■ Document excerpt ■
=== Section Start ===

While the group of large private fund advisers is relatively small in number, it represents a large majority of private funds’ assets under management. For instance, the rule would require heightened reporting from hedge fund advisers managing at least $1 billion in hedge fund assets. And, although this heightened reporting threshold would apply to only about 200 U.S.-based hedge fund advisers, these advisers manage more than 80 percent of the assets under management.

Similarly, SEC staff estimates that there are approximately 250 U.S. based private equity fund advisers managing over $1 billion in private equity fund assets, representing approximately 85 percent of the U.S. private equity fund industry.

In addition, under the proposal, we would require less information from advisers managing large private equity funds than the large hedge fund and liquidity funds advisers. This is because, after a review of available literature and consultation with staff representing FSOC members, it appears that the activities of private equity funds likely present less potential risk to U.S. financial stability than hedge funds. However, information about those activities could be important to the assessment of systemic risk in the broader financial system.

Today’s proposal would also create a new form — Form PF — for collecting the information intended to give regulators new insight into private fund activities that have the potential to create systemic risk.

The data collection we propose will play an important role in supporting the framework created by the Dodd-Frank Act and is designed to ensure that regulators have a view into any financial market activity of potential systemic importance.

Proposed Form PF is the result of extensive consultation with staff of the other FSOC members. And, it grew out of the close collaboration between the SEC, FSOC members and international regulators, including those from the United Kingdom and Hong Kong, as well as with IOSCO.

Such coordination is important because, collectively, hedge fund advisers based in the U.S., the U.K. and Hong Kong are estimated to represent over 92 percent of global hedge fund assets. As a result, consistency among these jurisdictions will facilitate the sharing of consistent and comparable information for systemic risk assessment purposes, and minimize the burdens on the hedge fund industry.

=== Section End ===

■ Extracted records ■

=== Section Start ===

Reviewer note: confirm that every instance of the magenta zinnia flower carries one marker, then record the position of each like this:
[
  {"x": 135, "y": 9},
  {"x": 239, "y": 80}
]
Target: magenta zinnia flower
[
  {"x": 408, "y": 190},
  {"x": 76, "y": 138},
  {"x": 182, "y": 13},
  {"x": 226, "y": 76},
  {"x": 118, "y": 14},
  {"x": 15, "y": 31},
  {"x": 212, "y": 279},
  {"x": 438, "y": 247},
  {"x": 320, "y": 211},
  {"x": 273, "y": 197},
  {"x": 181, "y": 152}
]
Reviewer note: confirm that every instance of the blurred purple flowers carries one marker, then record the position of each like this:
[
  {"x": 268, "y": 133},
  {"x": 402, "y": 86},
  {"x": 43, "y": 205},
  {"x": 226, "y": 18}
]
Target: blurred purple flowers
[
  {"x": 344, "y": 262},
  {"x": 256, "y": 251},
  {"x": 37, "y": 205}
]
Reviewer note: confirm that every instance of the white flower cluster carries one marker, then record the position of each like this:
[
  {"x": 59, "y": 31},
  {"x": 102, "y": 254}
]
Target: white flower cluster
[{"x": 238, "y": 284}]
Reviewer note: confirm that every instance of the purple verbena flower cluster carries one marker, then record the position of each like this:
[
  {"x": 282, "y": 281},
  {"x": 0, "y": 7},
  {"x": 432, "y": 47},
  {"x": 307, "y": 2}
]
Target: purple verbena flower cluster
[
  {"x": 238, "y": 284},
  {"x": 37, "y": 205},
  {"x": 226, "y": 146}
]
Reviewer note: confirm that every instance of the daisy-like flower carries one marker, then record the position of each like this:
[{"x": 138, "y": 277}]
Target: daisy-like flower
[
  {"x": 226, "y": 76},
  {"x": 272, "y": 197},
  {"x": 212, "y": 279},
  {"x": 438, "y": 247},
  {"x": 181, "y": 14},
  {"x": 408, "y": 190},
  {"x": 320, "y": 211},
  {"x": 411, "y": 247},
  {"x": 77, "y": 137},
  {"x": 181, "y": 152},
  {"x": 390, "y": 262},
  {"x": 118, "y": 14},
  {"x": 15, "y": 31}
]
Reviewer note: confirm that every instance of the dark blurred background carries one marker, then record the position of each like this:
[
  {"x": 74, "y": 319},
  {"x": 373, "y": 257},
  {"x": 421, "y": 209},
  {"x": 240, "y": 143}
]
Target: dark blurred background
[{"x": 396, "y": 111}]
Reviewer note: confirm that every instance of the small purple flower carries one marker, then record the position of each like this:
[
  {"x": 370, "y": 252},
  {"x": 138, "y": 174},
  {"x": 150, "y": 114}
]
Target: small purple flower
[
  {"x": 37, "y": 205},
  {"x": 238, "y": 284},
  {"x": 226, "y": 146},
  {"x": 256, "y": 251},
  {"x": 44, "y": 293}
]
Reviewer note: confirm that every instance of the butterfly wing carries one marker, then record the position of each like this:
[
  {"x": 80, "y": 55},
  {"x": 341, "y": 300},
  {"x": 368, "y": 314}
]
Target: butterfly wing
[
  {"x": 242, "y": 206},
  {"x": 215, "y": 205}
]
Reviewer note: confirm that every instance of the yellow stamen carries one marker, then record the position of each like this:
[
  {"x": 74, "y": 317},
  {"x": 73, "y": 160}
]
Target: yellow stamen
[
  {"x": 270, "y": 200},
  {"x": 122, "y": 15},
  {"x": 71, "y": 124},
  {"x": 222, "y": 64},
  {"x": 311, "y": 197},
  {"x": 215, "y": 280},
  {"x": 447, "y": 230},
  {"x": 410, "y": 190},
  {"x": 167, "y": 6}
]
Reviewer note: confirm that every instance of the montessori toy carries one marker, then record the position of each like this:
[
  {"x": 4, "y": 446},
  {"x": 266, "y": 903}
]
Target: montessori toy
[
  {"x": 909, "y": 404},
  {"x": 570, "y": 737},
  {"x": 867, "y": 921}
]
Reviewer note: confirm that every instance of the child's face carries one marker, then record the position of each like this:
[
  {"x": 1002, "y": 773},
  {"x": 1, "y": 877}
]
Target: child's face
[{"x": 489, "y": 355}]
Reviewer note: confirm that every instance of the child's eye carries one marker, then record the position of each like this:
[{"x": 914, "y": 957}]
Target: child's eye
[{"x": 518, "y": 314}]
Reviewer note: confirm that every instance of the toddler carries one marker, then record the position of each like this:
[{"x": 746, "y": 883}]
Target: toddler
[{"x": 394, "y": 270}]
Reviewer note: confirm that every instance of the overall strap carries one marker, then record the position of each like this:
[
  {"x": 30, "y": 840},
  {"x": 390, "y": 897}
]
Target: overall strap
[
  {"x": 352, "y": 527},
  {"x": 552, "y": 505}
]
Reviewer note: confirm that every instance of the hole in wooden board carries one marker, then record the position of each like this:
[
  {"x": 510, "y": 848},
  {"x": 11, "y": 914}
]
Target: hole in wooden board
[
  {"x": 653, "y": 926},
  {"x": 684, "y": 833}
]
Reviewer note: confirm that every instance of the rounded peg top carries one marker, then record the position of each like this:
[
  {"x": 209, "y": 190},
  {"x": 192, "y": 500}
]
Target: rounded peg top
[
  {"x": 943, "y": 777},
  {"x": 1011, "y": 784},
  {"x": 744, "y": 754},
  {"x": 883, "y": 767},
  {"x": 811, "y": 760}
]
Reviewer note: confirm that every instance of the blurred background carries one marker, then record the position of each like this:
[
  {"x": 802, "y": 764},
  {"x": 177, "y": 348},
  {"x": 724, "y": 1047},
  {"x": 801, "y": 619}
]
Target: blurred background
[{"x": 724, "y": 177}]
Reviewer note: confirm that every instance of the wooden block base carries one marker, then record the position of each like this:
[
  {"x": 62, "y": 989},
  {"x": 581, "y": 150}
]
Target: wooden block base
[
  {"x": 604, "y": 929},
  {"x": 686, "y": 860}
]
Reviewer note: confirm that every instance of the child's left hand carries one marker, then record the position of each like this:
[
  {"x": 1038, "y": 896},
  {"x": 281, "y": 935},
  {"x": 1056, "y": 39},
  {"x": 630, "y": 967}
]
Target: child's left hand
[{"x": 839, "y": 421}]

=== Section End ===

■ Exercise description ■
Could you pick up the passage on proposed Form PF and continue it from its last sentence, the one about consistency among the U.S., U.K. and Hong Kong?

■ Written response ■
Much of the information to be collected on Form PF tracks questions contained in the surveys of large hedge fund advisers currently conducted by the U.K.’s Financial Services Authority and other IOSCO members.

While this proposal builds on past thinking and international regulatory efforts, it lays out a new form of information collection for the SEC, and as such, public comment will be particularly important in refining any final private fund systemic risk reporting requirements. As such, the public comment period will remain open for 60 days to give industry participants, economists, academics, investors and others, time to assess the proposal and consider the numerous questions on which we solicit input.

Before hearing more details from the staff about this proposal, I would like to thank those who worked hard to put this proposal together. This rulemaking had a truly cross-divisional core team: from the Division of Investment Management, Bob Plaze, David Vaughan, Sarah ten Siethoff, and David Bartels; from the Division of Trading and Markets, Chris Arnold; and from the Division of Risk, Strategy and Financial Innovation, Harvey Westbrook. This group was assisted by Jennifer McHugh, Tram Nguyen, Daniele Marchesani, Dan Kahl, Keith Kanyan, Rick Sennett, and Jaime Eichen in the Division of Investment Management; David Becker, Meridith Mitchell, David Blass, Lori Price, and Jill Felker in the Office of the General Counsel; Bruce Kraus in the Division of Risk, Strategy, and Financial Innovation; Gene Gohlke and Jim Reese in the Office of Compliance Inspections and Examinations; Robert Kaplan, Bruce Karpati, Brian Fitzpatrick, and Igor Rozenblit in the Division of Enforcement; Gregg Berman in the Division of Trading and Markets; and Troy Beatty and Shauna Steele in the Office of International Affairs.

I also want to thank my colleagues on the Commission and our counsels for their contributions.

Now I’ll turn to the staff to hear more about their recommendation.